_TASK_. The lines to reproduce run from the one containing "of the woman" through the end of the records below. Reproduce them exactly and add nothing.

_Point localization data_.
# # #
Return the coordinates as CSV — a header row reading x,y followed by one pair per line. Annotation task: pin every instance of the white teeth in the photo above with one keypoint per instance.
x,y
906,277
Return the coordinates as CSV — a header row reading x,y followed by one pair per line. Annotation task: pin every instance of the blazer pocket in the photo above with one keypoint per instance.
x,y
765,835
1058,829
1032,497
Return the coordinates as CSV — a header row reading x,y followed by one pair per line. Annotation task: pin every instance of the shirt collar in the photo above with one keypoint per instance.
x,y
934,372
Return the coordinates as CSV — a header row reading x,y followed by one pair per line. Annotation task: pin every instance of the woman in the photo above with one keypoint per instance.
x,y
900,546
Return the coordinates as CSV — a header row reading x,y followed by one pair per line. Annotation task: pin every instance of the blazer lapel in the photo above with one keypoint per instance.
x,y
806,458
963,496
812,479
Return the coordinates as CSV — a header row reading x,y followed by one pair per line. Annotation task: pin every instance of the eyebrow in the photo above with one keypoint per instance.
# # #
_SOLUTION BELOW_.
Return the coordinates as CSV — a header row reading x,y followed by one pair per line. Annotation task: pin every instance of the woman in the photo above with one keypoint per instance.
x,y
900,546
Return the coordinates as CSV — a header row reading x,y followed by one pair per line. Annotation task: pin every instance of the blazer lapel in the photo above with one keypoint per instance.
x,y
806,458
963,496
812,479
Return the coordinates as CSV — a header row reading x,y followed by one pair per line. Annotation task: pin every instance of the eyebrow in the photo above with one keypoint per instance.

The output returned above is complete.